## PASSAGE PROVIDED
● ● ● ● ●

Output Format (after tokenization):

{
  "image": "coco/train2017/000000175217.jpg",
  "conversations": [...],
  "token_0": [128000, 128260],
  "token_1": [128258, 3923, 374, ...],
  "token_image_new": [131257, 130547, 135495, ...]
}

Step 2.2: Tokenize Datasets

Convert your prepared datasets into tokenized format for training:

# For pretraining datasets
python beingvl/utils/tokenize_dataset.py \
    --mode pt \
    --json_path /path/to/your/workspace/data/annotations/pretrain_data.json \
    --image_path /path/to/your/workspace/data/images \
    --output_dir /path/to/your/workspace/data/tokenized/pt \
    --model_path /path/to/your/workspace/models/beingvl/base \
    --vbpe_path /path/to/your/workspace/data/vbpe/vbpe.pkl \
    --dataset_name "pretrain_data" \
    --batch_size 32 \
    --num_workers 32 \
    --torch_dtype bfloat16

# For fine-tuning datasets (Stage 2)

● ● ● ● ●

## GIVEN INFORMATION
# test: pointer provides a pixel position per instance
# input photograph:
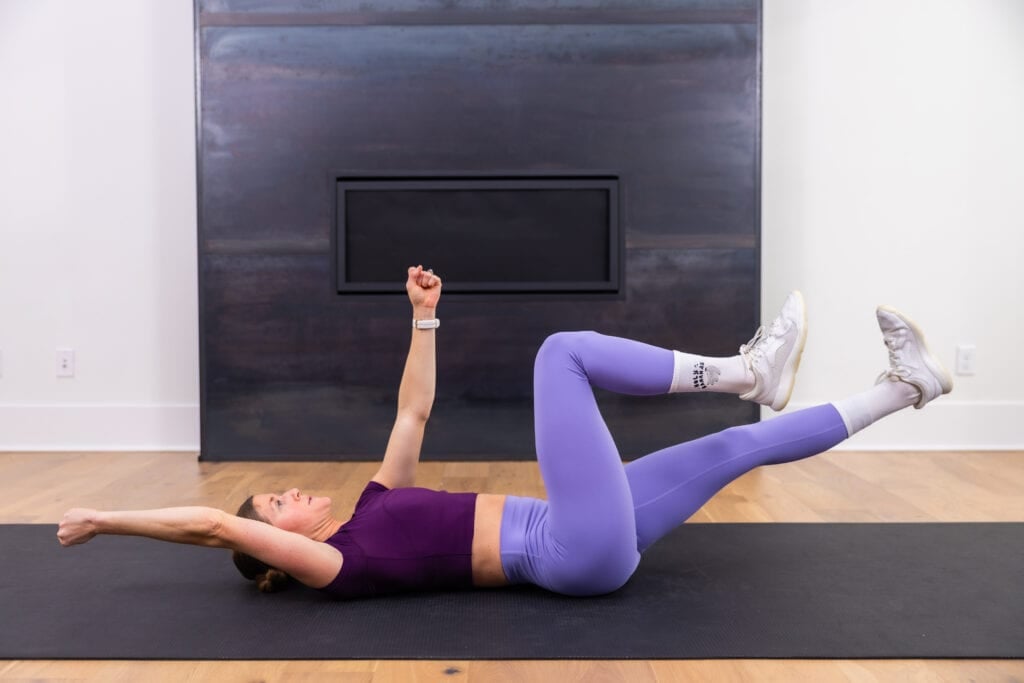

● ● ● ● ●

Reproduce the portion of the dataset tokenization instructions between "# For pretraining" and "datasets (Stage 2)", inclusive.

# For pretraining datasets
python beingvl/utils/tokenize_dataset.py \
    --mode pt \
    --json_path /path/to/your/workspace/data/annotations/pretrain_data.json \
    --image_path /path/to/your/workspace/data/images \
    --output_dir /path/to/your/workspace/data/tokenized/pt \
    --model_path /path/to/your/workspace/models/beingvl/base \
    --vbpe_path /path/to/your/workspace/data/vbpe/vbpe.pkl \
    --dataset_name "pretrain_data" \
    --batch_size 32 \
    --num_workers 32 \
    --torch_dtype bfloat16

# For fine-tuning datasets (Stage 2)